What Interruptions Show Us

*Disclaimer, I love the snow.

The past few days the Portland Metro area literally shut down after receiving 6-12" of snow.

Drivers abandoned cars, other's slept in theirs. Stores started running out of bread. Schools shut down for days. Conveys of equipment & vehicles arrived from other city's to clear streets. It seemed that society's norms had come to an end. News channels ran live 24-7. One may have thought the world was ending. Things would never be the same.

It got me thinking about how we deal with interruptions in our lives. There seem to be a couple of different approaches one can take to an interruption like this. Or any interruption in our life.

It could be a job loss, illness, injury, break up, or anything else that disrupts our normal. It could really be any up-ending of our world. It's anything that disrupts the norm. Anything that changes the routine. 

When I looked around, I saw two distinct responses to the snow: I love it and I'm making the most of it & go away, this is horrible, i have things to do, I have work to get to, places to go, etc.

I was reading this morning about adventuring in all that I do and how to live out each day as if an adventure that's guided by God and to simply be a participant in whatever the day brings...pretty different response than what I'm used to, what my normal is.

For me, it was a fall down a riverbank a few year ago resulting in a broken back, multiple surgeries and a long recovery. The event shook me up from the inside & disrupted my life in every imaginable way it could have. The event changed my heart and the direction of my life. Everything was new.

Today, I got to spend the time with some friends going through some very serious & challenging times in their life with an illness so sad and beyond understanding & comprehending. I get to watch them as they take each step, be strong for each other, grow & change. I will continue to be a part of this family as I have for more than 20 years. And by now, I'm accustomed to sitting around hospitals with them, just being, just listening. I know my place here.

 

No matter what happens in life, to us or around us, we have only one thing we get to choose and that is how we respond, how we react, grow and how we move forward. 

Be it a snowstorm or a major life crisis, the choice is ours.

--- STUDY MATERIAL ---
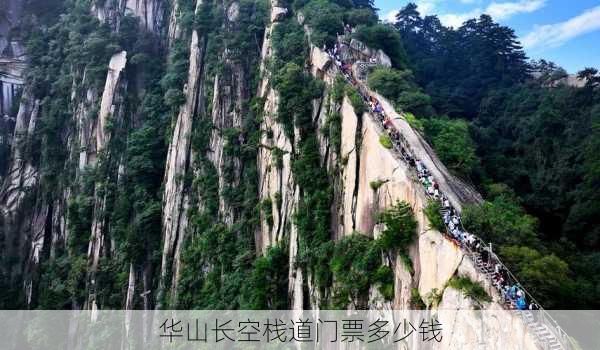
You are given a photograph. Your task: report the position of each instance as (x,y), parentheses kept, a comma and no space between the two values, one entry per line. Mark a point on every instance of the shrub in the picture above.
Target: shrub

--

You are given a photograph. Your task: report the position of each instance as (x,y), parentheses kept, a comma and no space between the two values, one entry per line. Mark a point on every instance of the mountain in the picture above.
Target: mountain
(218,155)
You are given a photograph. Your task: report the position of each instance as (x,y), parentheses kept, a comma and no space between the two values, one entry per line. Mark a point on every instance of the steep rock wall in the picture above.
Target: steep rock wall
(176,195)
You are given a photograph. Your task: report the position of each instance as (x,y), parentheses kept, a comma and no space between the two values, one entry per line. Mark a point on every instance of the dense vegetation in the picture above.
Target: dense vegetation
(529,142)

* * *

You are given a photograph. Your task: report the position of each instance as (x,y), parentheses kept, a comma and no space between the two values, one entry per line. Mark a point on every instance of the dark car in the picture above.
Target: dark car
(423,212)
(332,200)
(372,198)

--- WORK INSTRUCTION ---
Reproduce the part of the essay on interruptions starting with "The past few" and going on through "be the same.".

--- WRITTEN SOLUTION ---
The past few days the Portland Metro area literally shut down after receiving 6-12" of snow.

Drivers abandoned cars, other's slept in theirs. Stores started running out of bread. Schools shut down for days. Conveys of equipment & vehicles arrived from other city's to clear streets. It seemed that society's norms had come to an end. News channels ran live 24-7. One may have thought the world was ending. Things would never be the same.